### Exercise requirements
Copy the lines of the records below verbatim, beginning with the line that contains "segment(query) segments every" and ending after the line that contains "143L93 144L92 127L94", both included. Omit the pictures from your copy.

A block of data:

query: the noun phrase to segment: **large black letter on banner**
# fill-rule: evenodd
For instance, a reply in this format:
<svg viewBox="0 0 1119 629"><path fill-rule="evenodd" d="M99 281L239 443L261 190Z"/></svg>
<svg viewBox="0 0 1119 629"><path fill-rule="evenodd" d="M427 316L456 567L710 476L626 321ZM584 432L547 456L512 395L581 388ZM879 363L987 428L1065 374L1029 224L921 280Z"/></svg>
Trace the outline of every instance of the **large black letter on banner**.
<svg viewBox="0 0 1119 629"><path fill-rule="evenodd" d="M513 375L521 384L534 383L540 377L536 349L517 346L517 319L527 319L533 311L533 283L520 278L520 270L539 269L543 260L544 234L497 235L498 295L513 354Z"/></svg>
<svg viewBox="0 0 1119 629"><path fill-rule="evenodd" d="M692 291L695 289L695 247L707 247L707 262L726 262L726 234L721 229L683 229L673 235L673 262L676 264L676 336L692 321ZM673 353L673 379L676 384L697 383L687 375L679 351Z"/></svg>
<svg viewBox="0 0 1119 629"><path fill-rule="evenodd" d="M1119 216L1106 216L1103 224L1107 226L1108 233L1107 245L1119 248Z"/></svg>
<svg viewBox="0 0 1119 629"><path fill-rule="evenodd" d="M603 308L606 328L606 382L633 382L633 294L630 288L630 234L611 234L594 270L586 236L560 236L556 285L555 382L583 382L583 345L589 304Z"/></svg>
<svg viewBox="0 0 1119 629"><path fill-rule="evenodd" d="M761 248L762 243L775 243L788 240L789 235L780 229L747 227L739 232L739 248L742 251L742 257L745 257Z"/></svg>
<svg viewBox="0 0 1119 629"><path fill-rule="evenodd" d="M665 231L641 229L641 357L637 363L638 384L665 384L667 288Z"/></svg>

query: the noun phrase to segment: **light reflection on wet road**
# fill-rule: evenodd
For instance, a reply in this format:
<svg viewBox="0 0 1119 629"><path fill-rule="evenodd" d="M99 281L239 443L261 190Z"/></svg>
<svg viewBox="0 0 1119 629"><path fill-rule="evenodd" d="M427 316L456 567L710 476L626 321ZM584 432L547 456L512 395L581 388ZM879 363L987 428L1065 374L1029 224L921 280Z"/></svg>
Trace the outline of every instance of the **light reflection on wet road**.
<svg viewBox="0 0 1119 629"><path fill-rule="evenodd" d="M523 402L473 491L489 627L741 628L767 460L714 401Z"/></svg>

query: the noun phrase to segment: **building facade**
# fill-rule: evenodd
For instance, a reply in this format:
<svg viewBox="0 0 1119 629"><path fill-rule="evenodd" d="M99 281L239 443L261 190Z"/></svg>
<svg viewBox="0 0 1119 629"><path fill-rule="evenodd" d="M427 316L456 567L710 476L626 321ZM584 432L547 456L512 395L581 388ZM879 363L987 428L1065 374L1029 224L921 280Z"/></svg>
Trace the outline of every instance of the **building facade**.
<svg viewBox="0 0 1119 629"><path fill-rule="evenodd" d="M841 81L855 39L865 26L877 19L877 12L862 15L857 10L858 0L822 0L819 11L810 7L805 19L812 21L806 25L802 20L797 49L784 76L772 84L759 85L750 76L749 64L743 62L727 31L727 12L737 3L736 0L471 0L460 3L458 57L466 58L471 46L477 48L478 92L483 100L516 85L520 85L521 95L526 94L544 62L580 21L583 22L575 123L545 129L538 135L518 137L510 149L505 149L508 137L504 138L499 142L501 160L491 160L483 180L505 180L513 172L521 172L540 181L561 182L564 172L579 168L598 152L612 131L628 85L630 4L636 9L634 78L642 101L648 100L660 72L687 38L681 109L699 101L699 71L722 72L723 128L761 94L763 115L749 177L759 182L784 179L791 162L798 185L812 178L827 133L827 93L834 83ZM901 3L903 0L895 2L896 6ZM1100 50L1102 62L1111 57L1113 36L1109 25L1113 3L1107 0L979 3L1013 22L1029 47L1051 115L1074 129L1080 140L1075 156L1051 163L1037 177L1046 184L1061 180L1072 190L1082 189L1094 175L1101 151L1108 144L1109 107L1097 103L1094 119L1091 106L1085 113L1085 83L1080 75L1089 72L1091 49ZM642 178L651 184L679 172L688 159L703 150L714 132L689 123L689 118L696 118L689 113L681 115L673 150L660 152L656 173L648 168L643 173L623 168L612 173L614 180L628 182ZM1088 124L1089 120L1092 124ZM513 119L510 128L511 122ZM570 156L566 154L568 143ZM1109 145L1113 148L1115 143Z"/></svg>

---

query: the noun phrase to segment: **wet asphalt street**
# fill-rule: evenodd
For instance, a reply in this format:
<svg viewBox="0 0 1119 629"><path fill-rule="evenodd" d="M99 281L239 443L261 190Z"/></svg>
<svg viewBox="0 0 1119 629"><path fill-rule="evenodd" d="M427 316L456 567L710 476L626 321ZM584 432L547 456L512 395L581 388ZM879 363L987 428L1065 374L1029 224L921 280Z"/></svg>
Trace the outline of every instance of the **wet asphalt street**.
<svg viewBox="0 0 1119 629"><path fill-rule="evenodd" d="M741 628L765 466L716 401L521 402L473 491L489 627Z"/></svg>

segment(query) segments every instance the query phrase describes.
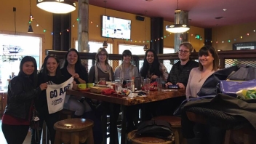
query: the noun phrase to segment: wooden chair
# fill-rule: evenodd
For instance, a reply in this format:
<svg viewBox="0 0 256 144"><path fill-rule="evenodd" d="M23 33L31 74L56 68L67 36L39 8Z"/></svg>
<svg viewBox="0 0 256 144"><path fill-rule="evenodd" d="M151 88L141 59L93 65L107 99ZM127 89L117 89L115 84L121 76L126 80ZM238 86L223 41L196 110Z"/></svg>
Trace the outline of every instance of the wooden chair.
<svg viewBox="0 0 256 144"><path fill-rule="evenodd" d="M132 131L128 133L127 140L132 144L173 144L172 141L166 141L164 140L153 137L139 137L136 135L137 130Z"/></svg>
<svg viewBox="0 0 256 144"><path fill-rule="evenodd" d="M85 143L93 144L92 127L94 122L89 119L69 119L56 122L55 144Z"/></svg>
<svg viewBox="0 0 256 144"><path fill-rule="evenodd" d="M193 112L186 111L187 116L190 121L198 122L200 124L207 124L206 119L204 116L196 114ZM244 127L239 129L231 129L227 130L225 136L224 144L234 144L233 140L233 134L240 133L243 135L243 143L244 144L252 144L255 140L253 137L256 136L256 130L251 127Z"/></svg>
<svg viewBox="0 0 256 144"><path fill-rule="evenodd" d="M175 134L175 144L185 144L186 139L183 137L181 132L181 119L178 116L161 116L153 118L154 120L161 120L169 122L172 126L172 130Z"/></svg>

### Task answer
segment(query) segments every instance the query phrase describes.
query: the noun phrase to segment: wooden chair
# fill-rule: evenodd
For instance, a reply in this format:
<svg viewBox="0 0 256 144"><path fill-rule="evenodd" d="M23 33L31 74L56 68L67 36L39 8Z"/></svg>
<svg viewBox="0 0 256 144"><path fill-rule="evenodd" d="M151 88L141 59L93 65L107 99ZM127 89L117 89L115 84L121 76L126 80ZM238 86L223 41L196 110Z"/></svg>
Trace the outline of every instance of the wooden chair.
<svg viewBox="0 0 256 144"><path fill-rule="evenodd" d="M132 131L128 133L127 140L132 144L173 144L172 141L166 141L164 140L153 137L139 137L136 135L137 130Z"/></svg>
<svg viewBox="0 0 256 144"><path fill-rule="evenodd" d="M85 143L93 144L92 127L94 122L89 119L69 119L56 122L55 144Z"/></svg>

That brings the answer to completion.